-- PROBLEM DETAILS --
Among the records, which lines hold the word "shadow"? Pick them out.
== Segment start ==
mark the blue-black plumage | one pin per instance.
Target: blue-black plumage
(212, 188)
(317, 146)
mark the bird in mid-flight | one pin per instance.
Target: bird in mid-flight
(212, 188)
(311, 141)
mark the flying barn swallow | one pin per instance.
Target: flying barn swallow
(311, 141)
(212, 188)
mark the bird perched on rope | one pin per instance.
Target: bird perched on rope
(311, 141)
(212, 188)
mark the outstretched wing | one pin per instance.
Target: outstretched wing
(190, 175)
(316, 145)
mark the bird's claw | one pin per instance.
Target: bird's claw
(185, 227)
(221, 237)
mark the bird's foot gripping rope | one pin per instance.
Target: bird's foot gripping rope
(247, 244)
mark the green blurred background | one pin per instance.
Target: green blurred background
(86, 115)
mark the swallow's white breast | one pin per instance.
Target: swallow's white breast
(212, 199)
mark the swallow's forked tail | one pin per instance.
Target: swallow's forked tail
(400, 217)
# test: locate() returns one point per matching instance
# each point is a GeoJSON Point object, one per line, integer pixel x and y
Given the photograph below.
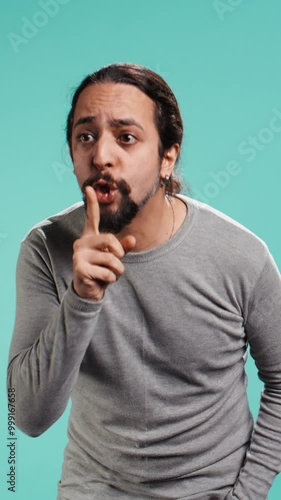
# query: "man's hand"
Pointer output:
{"type": "Point", "coordinates": [97, 256]}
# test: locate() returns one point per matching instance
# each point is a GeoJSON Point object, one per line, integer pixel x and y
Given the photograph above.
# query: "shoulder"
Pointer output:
{"type": "Point", "coordinates": [64, 227]}
{"type": "Point", "coordinates": [224, 237]}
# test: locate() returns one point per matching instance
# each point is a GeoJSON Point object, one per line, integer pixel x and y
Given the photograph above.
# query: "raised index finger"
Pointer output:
{"type": "Point", "coordinates": [93, 210]}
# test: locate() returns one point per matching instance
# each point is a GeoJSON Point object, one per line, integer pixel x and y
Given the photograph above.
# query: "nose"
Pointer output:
{"type": "Point", "coordinates": [103, 153]}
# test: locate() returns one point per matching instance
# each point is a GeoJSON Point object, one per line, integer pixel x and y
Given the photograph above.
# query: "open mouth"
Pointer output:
{"type": "Point", "coordinates": [105, 191]}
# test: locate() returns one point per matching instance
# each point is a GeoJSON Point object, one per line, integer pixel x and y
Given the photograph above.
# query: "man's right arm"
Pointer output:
{"type": "Point", "coordinates": [51, 336]}
{"type": "Point", "coordinates": [49, 341]}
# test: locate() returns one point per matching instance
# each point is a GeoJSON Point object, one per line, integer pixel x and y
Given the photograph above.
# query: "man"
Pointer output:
{"type": "Point", "coordinates": [141, 311]}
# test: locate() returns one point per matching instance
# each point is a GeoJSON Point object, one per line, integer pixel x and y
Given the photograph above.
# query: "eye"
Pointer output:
{"type": "Point", "coordinates": [128, 138]}
{"type": "Point", "coordinates": [85, 138]}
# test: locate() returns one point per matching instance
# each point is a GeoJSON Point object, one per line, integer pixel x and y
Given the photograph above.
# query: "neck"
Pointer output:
{"type": "Point", "coordinates": [156, 222]}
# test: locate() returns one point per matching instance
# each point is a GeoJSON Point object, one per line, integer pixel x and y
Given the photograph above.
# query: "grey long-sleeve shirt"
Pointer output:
{"type": "Point", "coordinates": [155, 370]}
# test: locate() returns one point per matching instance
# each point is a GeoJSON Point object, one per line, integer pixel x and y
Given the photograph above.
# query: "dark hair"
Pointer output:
{"type": "Point", "coordinates": [167, 117]}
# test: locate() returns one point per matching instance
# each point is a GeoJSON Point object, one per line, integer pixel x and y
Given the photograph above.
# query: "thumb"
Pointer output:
{"type": "Point", "coordinates": [128, 243]}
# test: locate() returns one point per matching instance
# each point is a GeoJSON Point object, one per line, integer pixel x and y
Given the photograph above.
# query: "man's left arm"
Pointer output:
{"type": "Point", "coordinates": [263, 330]}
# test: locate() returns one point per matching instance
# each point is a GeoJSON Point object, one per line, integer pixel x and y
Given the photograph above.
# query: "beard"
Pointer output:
{"type": "Point", "coordinates": [114, 222]}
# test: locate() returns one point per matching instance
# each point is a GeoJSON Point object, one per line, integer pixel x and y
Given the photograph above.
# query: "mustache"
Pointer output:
{"type": "Point", "coordinates": [122, 186]}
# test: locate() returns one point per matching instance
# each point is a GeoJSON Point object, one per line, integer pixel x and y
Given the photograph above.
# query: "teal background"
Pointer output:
{"type": "Point", "coordinates": [224, 67]}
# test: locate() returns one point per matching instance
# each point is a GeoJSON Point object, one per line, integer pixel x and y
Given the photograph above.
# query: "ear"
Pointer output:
{"type": "Point", "coordinates": [169, 160]}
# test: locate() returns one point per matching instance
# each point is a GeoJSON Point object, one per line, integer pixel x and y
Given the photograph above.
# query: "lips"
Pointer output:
{"type": "Point", "coordinates": [105, 191]}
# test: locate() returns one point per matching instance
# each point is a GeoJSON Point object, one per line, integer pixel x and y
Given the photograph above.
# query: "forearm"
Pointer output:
{"type": "Point", "coordinates": [43, 374]}
{"type": "Point", "coordinates": [263, 458]}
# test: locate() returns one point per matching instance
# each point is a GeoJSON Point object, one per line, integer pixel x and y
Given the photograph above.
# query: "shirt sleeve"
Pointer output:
{"type": "Point", "coordinates": [263, 329]}
{"type": "Point", "coordinates": [50, 338]}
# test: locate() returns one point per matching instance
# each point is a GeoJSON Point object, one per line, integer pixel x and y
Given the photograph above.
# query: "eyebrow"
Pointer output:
{"type": "Point", "coordinates": [114, 122]}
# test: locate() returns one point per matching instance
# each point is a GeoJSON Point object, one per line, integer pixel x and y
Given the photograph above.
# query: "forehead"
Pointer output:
{"type": "Point", "coordinates": [115, 100]}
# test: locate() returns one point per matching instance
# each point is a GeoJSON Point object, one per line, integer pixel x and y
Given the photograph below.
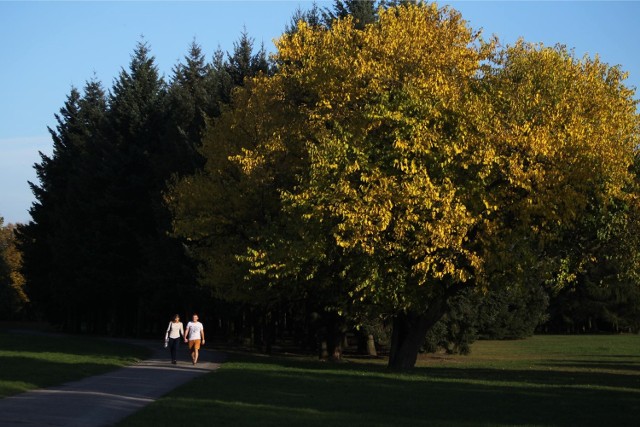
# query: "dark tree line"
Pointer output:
{"type": "Point", "coordinates": [106, 250]}
{"type": "Point", "coordinates": [98, 252]}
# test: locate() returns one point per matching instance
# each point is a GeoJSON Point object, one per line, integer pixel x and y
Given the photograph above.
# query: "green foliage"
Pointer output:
{"type": "Point", "coordinates": [12, 295]}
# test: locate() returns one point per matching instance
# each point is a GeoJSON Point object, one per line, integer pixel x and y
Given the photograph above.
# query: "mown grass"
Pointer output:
{"type": "Point", "coordinates": [542, 381]}
{"type": "Point", "coordinates": [34, 360]}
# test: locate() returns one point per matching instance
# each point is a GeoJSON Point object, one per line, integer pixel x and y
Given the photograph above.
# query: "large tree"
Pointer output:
{"type": "Point", "coordinates": [398, 161]}
{"type": "Point", "coordinates": [12, 294]}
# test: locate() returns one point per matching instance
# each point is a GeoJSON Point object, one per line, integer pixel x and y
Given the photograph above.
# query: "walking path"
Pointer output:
{"type": "Point", "coordinates": [104, 400]}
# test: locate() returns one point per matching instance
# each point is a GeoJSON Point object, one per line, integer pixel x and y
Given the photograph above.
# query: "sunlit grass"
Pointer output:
{"type": "Point", "coordinates": [29, 361]}
{"type": "Point", "coordinates": [542, 381]}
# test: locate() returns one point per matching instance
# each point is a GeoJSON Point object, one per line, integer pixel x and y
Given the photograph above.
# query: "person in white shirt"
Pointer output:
{"type": "Point", "coordinates": [194, 335]}
{"type": "Point", "coordinates": [175, 331]}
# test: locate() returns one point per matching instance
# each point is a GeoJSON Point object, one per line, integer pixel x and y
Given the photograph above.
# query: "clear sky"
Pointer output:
{"type": "Point", "coordinates": [46, 47]}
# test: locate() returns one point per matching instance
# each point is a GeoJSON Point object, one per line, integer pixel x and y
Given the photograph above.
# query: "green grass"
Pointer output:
{"type": "Point", "coordinates": [29, 361]}
{"type": "Point", "coordinates": [542, 381]}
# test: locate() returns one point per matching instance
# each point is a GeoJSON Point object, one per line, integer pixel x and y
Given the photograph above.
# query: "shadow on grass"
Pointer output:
{"type": "Point", "coordinates": [608, 365]}
{"type": "Point", "coordinates": [278, 392]}
{"type": "Point", "coordinates": [22, 373]}
{"type": "Point", "coordinates": [37, 361]}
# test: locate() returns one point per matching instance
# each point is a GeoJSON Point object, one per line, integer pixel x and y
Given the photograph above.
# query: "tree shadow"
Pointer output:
{"type": "Point", "coordinates": [276, 392]}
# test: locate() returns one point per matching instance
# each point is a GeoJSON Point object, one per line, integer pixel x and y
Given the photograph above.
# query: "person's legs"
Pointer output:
{"type": "Point", "coordinates": [194, 346]}
{"type": "Point", "coordinates": [173, 345]}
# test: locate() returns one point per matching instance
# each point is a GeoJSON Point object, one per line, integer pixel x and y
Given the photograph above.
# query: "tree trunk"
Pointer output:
{"type": "Point", "coordinates": [409, 331]}
{"type": "Point", "coordinates": [371, 346]}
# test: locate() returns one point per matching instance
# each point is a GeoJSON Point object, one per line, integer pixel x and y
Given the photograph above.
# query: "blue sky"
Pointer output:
{"type": "Point", "coordinates": [48, 46]}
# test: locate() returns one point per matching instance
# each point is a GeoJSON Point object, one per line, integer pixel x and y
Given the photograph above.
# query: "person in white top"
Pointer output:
{"type": "Point", "coordinates": [195, 336]}
{"type": "Point", "coordinates": [172, 338]}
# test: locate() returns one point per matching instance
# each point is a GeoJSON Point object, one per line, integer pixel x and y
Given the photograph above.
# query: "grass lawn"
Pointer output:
{"type": "Point", "coordinates": [541, 381]}
{"type": "Point", "coordinates": [31, 360]}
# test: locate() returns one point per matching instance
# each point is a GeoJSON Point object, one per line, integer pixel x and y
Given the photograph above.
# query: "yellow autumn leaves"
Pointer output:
{"type": "Point", "coordinates": [416, 145]}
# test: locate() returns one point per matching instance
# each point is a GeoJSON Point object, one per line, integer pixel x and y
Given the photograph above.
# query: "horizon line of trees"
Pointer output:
{"type": "Point", "coordinates": [388, 173]}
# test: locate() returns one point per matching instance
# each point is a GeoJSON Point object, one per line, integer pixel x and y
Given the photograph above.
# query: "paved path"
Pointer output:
{"type": "Point", "coordinates": [104, 400]}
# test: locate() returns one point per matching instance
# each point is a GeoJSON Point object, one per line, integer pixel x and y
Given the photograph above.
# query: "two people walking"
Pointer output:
{"type": "Point", "coordinates": [193, 335]}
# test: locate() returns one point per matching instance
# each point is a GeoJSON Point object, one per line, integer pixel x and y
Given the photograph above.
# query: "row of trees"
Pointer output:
{"type": "Point", "coordinates": [387, 166]}
{"type": "Point", "coordinates": [12, 293]}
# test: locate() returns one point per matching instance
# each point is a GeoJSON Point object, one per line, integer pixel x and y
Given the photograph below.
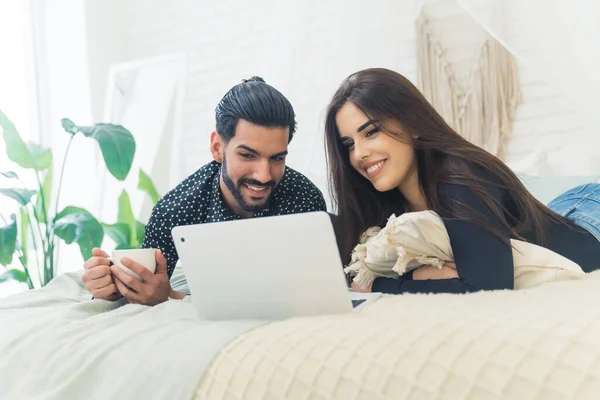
== Segment end ==
-- WRITTEN ANSWER --
# query: "shadow on grass"
# query: "tree shadow"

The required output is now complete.